Work item:
The expected answer is every line from the material below that has the word "locate".
────────────────
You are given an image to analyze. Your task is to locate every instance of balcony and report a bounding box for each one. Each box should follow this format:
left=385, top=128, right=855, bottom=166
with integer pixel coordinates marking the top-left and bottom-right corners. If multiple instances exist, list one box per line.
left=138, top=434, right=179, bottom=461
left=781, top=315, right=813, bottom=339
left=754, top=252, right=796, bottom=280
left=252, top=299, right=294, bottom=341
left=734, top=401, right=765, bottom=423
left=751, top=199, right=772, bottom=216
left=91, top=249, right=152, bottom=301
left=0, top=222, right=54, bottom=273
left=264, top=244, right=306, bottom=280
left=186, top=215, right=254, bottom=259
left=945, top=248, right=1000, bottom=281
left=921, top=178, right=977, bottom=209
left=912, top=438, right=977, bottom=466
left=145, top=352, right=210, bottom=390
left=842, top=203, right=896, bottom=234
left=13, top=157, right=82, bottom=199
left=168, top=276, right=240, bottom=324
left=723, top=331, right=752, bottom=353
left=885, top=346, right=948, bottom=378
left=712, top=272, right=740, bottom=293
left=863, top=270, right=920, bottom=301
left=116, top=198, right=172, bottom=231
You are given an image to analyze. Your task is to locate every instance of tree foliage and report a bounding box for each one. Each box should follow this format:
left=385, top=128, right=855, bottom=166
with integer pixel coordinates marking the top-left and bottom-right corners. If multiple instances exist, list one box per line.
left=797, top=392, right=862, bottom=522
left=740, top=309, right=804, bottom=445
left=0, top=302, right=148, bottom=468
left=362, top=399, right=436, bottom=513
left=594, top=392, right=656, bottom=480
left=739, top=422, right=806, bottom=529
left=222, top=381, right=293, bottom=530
────────────────
Task result:
You are given an image to analyze. Your task is to locate every instance of balcony and report a bounding box for each one. Each box should follow this format:
You are given an image to analyze. Your task is to locate every instance of tree foliage and report a bounding box for each one. Each box should follow this format:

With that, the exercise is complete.